== WHAT IS REQUIRED ==
Check each line below for the word "clicks", and copy those that have it.

RECORDS FOR THIS TASK section start

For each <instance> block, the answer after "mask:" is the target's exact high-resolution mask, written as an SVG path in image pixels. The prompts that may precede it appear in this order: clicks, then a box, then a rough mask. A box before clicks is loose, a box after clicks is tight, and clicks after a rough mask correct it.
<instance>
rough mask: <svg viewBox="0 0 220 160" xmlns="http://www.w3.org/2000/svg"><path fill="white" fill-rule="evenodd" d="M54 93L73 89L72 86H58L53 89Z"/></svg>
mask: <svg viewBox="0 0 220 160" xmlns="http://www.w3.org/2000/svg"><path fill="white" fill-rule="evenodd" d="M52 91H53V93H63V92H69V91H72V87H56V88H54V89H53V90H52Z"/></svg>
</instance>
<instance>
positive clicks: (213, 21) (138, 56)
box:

RECORDS FOR THIS TASK section end
RECORDS FOR THIS TASK section start

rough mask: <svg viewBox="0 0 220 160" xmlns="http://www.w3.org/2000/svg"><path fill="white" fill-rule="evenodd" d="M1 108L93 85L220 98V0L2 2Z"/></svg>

RECORDS FOR THIS TASK section end

== RESULT OF THIS EXERCISE ==
For each <instance> block, the answer after "mask:" is the target's exact high-resolution mask, written as an SVG path in image pixels. The prompts that may precede it appear in this order: clicks, then a box, then a rough mask. A box before clicks is loose, a box after clicks is tight, and clicks after a rough mask correct it.
positive clicks: (213, 21) (138, 56)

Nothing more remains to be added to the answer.